• **LESETEXT**:

Für die Bildungsarbeit ist dies ein großes Hindernis. Wenn Lernende das Gefühl haben, dass von vornherein feststeht, was sie über die Geschichte der NS-Zeit denken sollen, bauen sie keine emotionale Bindung zu und damit auch kein Interesse an dieser Geschichte auf. Die Aufforderung zum Bekenntnis, der Wunsch nach einer klaren Positionierung gegenüber der NS-Geschichte sind oft hilflose Versuche, etwas moralisch Gutes zu bewirken.
Sie scheitern, weil sie abgelöst von den Erfahrungen und der Realität der Vermittlung in Schulen und Gedenkstätten geäußert werden. Gedenkstätten sind keine Orte der Katharsis. Sie sind Orte der Erfahrung und des Lernens, die von Trauer über Entsetzen bis zu Neugierde, Empathie und Engagement reichen können. Sie sind auch Orte der Irritation. Das bedeutet einen Verlust von Kontrolle. Es lässt sich bei einer offenen und ehrlichen Beschäftigung mit Geschichte nicht genau sagen, welche individuellen Schlüsse daraus gezogen werden, was als relevant erachtet wird.

• **Zeigedaten zu referenzierenden Ausdrücken**:
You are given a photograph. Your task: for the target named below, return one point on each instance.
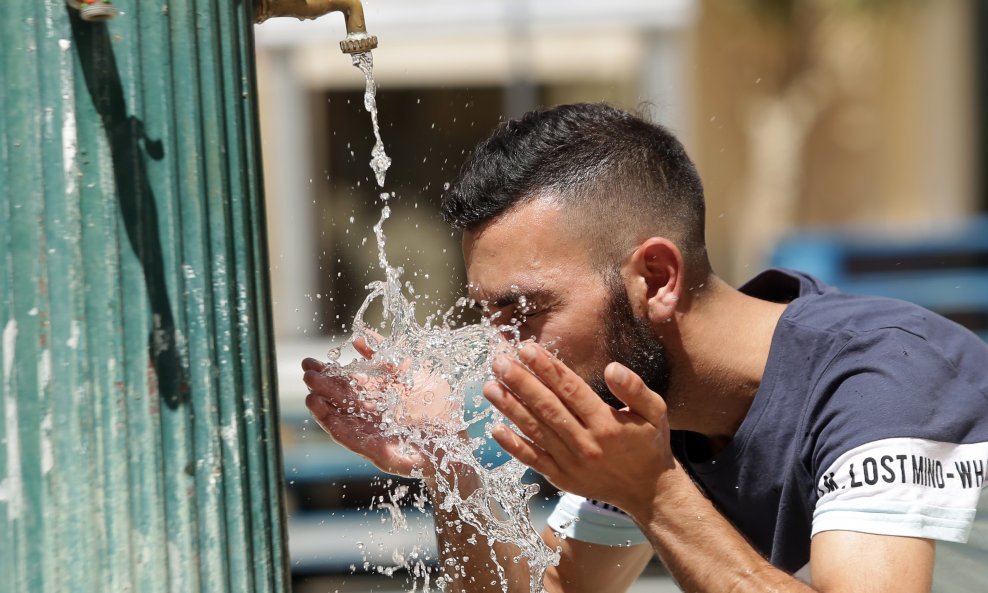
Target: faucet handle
(358, 44)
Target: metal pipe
(357, 40)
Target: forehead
(528, 250)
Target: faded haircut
(620, 178)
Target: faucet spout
(357, 40)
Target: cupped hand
(574, 439)
(352, 410)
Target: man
(751, 434)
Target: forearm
(465, 554)
(701, 549)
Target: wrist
(672, 491)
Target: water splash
(380, 162)
(414, 358)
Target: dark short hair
(617, 171)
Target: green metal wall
(138, 446)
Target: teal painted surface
(138, 417)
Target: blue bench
(945, 271)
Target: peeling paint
(74, 333)
(47, 455)
(12, 487)
(44, 371)
(70, 142)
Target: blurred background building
(850, 114)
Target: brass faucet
(357, 41)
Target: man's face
(530, 269)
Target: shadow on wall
(129, 146)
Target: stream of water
(416, 388)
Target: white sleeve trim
(903, 486)
(589, 521)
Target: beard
(630, 341)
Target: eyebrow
(500, 300)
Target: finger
(630, 389)
(311, 364)
(335, 390)
(363, 348)
(525, 452)
(361, 437)
(543, 403)
(581, 401)
(531, 426)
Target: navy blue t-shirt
(872, 416)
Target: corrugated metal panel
(138, 444)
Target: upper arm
(593, 568)
(846, 561)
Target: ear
(655, 271)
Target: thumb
(630, 389)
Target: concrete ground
(648, 583)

• **AUFGABEN**:
[1] Beantworte diese Fragen zum Text zur NS-Geschichte:
(a) Was bauen Lernende nicht auf, wenn sie das Gefühl haben, dass von vornherein feststeht, was sie über die Geschichte der NS-Zeit denken sollen?
(b) Was sind Gedenkstätten ausdrücklich nicht?
(c) Was bedeutet es, dass Gedenkstätten auch Orte der Irritation sind?
[2] Wie könnte der Text zur NS-Geschichte weitergehen? Führe ihn im Anschluss an seinen letzten Satz fort.

• **LÖSUNGEN**:
[1]
(a) Sie bauen keine emotionale Bindung zu dieser Geschichte auf und damit auch kein Interesse an ihr.
(b) Gedenkstätten sind keine Orte der Katharsis.
(c) Es bedeutet einen Verlust von Kontrolle.

[2]
Der 7. Oktober zeigt, dass die Vergangenheit nicht vergangen ist.
Studien zeigen, dass Jugendliche Interesse daran haben, mehr über die Täter zu erfahren, weil für sie die NS-Geschichte wichtig für ein besseres Verständnis der eigenen Diskriminierungserfahrung ist. Das muss nicht im Widerspruch stehen zur Empathie mit Betroffenen. In der stark ritualisierten Erinnerungskultur, und das bezieht sich weniger auf die Gedenkstätten, werden aber die NS-Täter auf verstörende Weise ausgespart.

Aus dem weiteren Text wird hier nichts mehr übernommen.